## Brief
Only the run of lines from the one containing "[locate] the soccer ball" through the last line should be returned, exactly as written.

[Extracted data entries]
■ ■ ■ ■
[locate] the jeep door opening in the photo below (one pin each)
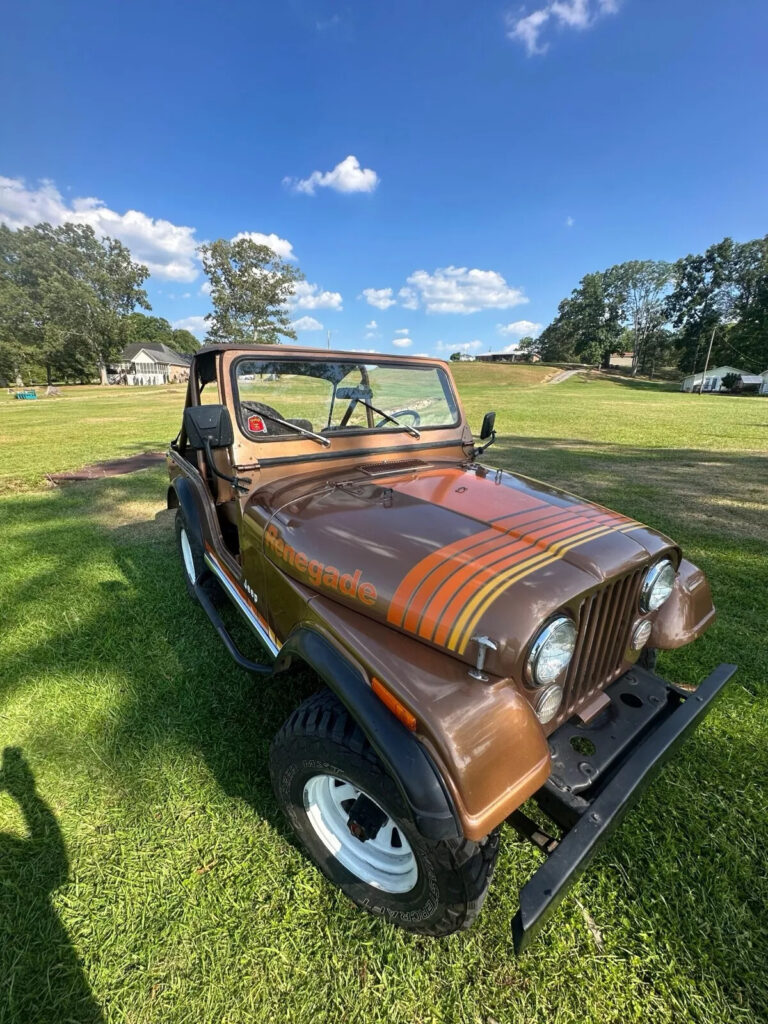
(480, 639)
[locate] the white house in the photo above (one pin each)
(150, 365)
(712, 382)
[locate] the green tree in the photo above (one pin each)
(721, 297)
(588, 324)
(250, 286)
(147, 330)
(66, 296)
(701, 301)
(157, 331)
(555, 343)
(183, 341)
(639, 288)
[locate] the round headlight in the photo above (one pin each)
(641, 634)
(548, 704)
(657, 585)
(551, 651)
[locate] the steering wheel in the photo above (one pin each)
(398, 416)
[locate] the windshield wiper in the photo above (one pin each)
(403, 426)
(293, 426)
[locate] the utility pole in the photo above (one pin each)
(707, 360)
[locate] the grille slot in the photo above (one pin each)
(604, 622)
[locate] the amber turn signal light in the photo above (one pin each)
(390, 700)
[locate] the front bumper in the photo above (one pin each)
(589, 793)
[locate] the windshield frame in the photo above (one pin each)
(354, 359)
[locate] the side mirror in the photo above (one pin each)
(488, 422)
(208, 427)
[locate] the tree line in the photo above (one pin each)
(71, 301)
(668, 313)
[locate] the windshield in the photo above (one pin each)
(292, 397)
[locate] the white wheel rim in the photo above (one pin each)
(187, 556)
(386, 862)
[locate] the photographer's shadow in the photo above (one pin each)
(41, 980)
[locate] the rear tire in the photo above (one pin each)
(432, 888)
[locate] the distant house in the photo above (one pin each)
(750, 383)
(713, 381)
(518, 355)
(150, 365)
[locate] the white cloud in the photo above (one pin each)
(409, 298)
(519, 329)
(379, 297)
(280, 246)
(347, 176)
(459, 290)
(306, 324)
(580, 14)
(198, 325)
(168, 250)
(308, 296)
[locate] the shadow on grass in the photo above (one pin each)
(720, 493)
(134, 623)
(632, 382)
(41, 979)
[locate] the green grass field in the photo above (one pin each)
(151, 877)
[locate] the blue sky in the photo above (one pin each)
(499, 152)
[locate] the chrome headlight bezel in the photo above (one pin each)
(546, 635)
(660, 576)
(548, 702)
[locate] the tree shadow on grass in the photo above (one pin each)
(41, 979)
(178, 686)
(693, 489)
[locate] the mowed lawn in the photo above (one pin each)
(159, 882)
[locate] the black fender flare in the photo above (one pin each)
(407, 760)
(181, 495)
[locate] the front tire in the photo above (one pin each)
(193, 563)
(320, 762)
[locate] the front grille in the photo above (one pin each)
(605, 619)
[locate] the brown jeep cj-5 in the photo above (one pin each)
(480, 639)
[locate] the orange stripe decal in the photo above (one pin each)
(444, 611)
(468, 621)
(486, 543)
(422, 568)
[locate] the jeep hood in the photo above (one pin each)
(446, 552)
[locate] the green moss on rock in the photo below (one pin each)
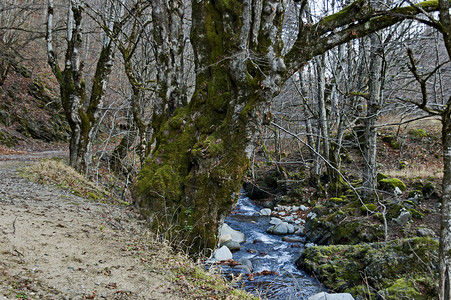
(391, 270)
(392, 183)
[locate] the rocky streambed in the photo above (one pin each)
(265, 247)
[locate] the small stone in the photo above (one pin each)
(222, 253)
(292, 239)
(280, 229)
(288, 219)
(265, 212)
(246, 262)
(275, 221)
(225, 237)
(232, 245)
(237, 236)
(303, 208)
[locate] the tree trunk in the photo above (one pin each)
(445, 232)
(82, 112)
(370, 121)
(193, 176)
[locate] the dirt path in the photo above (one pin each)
(54, 245)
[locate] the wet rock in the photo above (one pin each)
(222, 253)
(303, 208)
(279, 229)
(275, 221)
(232, 245)
(403, 218)
(237, 236)
(291, 239)
(327, 296)
(265, 212)
(246, 262)
(288, 219)
(225, 237)
(425, 232)
(243, 269)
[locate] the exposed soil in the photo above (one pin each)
(54, 245)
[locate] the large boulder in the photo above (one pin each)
(237, 236)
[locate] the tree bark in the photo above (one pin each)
(192, 178)
(82, 111)
(372, 115)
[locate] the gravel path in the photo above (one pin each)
(54, 245)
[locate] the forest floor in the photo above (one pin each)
(55, 245)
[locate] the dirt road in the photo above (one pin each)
(54, 245)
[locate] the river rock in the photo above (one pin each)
(243, 269)
(222, 253)
(232, 245)
(237, 236)
(300, 230)
(303, 208)
(265, 212)
(275, 221)
(289, 219)
(280, 229)
(246, 262)
(327, 296)
(291, 239)
(224, 238)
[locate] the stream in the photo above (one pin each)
(268, 252)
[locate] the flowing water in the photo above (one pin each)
(269, 252)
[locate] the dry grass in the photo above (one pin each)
(416, 173)
(56, 172)
(190, 278)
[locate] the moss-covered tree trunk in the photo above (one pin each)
(372, 115)
(192, 178)
(445, 229)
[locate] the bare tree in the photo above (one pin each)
(82, 110)
(193, 175)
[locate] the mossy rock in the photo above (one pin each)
(403, 164)
(428, 190)
(6, 139)
(390, 184)
(381, 176)
(390, 270)
(336, 200)
(368, 207)
(417, 134)
(417, 194)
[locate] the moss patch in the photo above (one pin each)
(392, 183)
(394, 270)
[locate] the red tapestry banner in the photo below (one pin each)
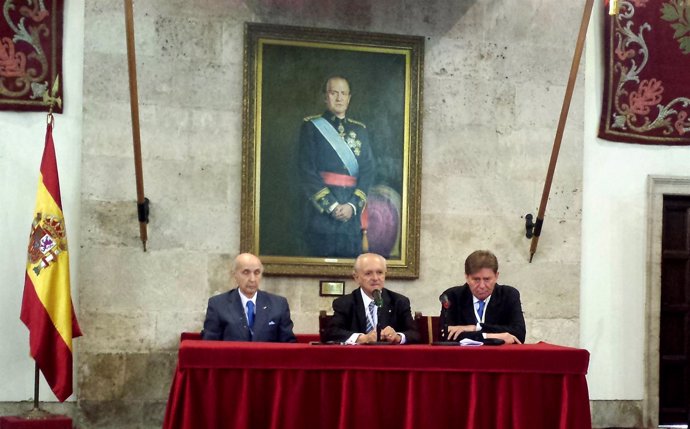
(647, 68)
(30, 53)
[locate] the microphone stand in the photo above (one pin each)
(444, 325)
(378, 323)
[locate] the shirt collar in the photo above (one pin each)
(365, 298)
(245, 299)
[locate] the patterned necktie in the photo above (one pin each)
(370, 319)
(480, 310)
(250, 314)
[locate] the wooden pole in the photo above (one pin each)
(561, 126)
(36, 381)
(142, 201)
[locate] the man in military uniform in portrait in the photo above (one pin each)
(337, 168)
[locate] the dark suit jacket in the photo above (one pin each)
(503, 313)
(225, 319)
(349, 316)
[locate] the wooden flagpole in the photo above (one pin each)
(142, 201)
(561, 126)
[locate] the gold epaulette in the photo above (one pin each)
(356, 122)
(309, 118)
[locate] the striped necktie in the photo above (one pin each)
(370, 324)
(480, 310)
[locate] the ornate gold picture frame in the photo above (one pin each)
(289, 73)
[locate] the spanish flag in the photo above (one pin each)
(47, 304)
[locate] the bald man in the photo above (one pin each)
(247, 313)
(356, 317)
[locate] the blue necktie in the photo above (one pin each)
(480, 310)
(250, 314)
(370, 325)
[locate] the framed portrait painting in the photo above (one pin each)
(331, 164)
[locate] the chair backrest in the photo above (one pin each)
(324, 320)
(429, 328)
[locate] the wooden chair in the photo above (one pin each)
(429, 328)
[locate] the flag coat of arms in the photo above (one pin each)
(47, 309)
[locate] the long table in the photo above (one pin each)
(265, 385)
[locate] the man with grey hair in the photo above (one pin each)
(247, 313)
(337, 167)
(482, 309)
(356, 315)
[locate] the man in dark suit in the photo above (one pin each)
(246, 313)
(337, 167)
(480, 308)
(356, 315)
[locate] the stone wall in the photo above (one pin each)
(494, 78)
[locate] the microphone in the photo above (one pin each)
(445, 304)
(378, 301)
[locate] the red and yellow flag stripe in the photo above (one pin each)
(47, 308)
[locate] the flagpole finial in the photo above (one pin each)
(52, 99)
(613, 7)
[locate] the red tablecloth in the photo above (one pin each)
(264, 385)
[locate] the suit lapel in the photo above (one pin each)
(467, 306)
(493, 306)
(237, 312)
(386, 309)
(360, 316)
(263, 309)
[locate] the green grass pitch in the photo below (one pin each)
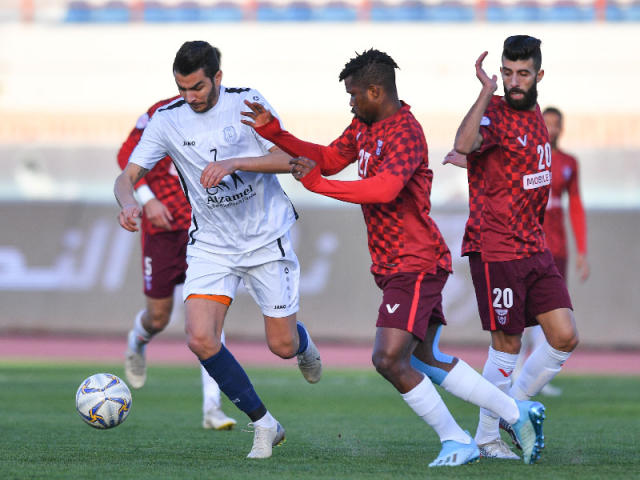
(351, 425)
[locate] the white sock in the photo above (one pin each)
(539, 369)
(266, 421)
(465, 383)
(140, 336)
(428, 405)
(210, 390)
(497, 370)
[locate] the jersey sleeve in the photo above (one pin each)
(130, 144)
(576, 212)
(150, 149)
(331, 159)
(488, 131)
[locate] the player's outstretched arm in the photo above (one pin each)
(381, 188)
(258, 116)
(276, 161)
(468, 138)
(330, 159)
(123, 190)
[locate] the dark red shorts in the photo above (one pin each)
(411, 301)
(511, 294)
(164, 262)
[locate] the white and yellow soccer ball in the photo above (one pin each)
(103, 400)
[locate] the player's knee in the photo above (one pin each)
(386, 363)
(157, 320)
(203, 346)
(284, 348)
(566, 341)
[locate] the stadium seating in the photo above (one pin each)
(406, 11)
(159, 11)
(283, 12)
(525, 11)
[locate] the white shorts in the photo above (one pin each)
(271, 275)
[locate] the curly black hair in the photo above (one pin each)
(371, 67)
(195, 55)
(523, 47)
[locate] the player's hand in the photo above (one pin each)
(301, 166)
(213, 173)
(259, 115)
(455, 158)
(128, 217)
(158, 214)
(490, 84)
(582, 265)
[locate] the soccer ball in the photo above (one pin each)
(103, 400)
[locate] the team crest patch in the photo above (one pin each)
(501, 313)
(229, 134)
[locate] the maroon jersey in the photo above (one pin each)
(564, 178)
(161, 179)
(394, 189)
(511, 177)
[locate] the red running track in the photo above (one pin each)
(168, 351)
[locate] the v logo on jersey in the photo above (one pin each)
(523, 141)
(391, 309)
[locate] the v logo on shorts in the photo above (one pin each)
(391, 309)
(523, 141)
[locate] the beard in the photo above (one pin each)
(529, 99)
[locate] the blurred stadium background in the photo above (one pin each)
(75, 76)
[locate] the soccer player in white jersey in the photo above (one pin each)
(239, 227)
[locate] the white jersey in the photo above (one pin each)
(246, 210)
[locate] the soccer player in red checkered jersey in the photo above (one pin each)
(564, 179)
(165, 224)
(411, 261)
(509, 158)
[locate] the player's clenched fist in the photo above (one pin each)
(259, 115)
(128, 217)
(301, 166)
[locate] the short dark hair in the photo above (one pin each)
(523, 47)
(554, 111)
(195, 55)
(372, 67)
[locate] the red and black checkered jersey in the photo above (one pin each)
(564, 178)
(161, 179)
(471, 238)
(511, 177)
(402, 237)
■ ■ ■ ■
## Response
[locate] the soccer ball in the photo above (one pin each)
(103, 400)
[locate] the team crest patch in the photo above (one pin each)
(501, 313)
(229, 134)
[locate] the maroon jersey in the photo above (one pin each)
(564, 178)
(161, 179)
(394, 189)
(511, 177)
[locate] the red running track in the photo above (one pin each)
(168, 351)
[locate] the v logo on jersey in the photo above (one pin each)
(523, 141)
(391, 309)
[locate] the v logo on shorts in the photo above (one pin each)
(391, 309)
(523, 141)
[locate] the beard in the photo above (one pin each)
(529, 99)
[locate] the blurred stadium background in the photo above (one pin each)
(75, 76)
[locate] the soccer player in white jersey in the photo above (one pin each)
(239, 227)
[locate] the white jersey in the photo above (one pin each)
(246, 210)
[locate] the soccer player in red checkered jersey in the photo above (one pin each)
(564, 179)
(165, 224)
(411, 261)
(509, 158)
[locate] the player's clenched fist in the photo above (one pin each)
(259, 115)
(128, 217)
(301, 166)
[locate] the short dark hair in the photo above (one pin each)
(523, 47)
(554, 111)
(195, 55)
(372, 67)
[locate] the red and black checkered jersey in the photo above (one pin each)
(564, 178)
(161, 179)
(471, 238)
(511, 177)
(402, 237)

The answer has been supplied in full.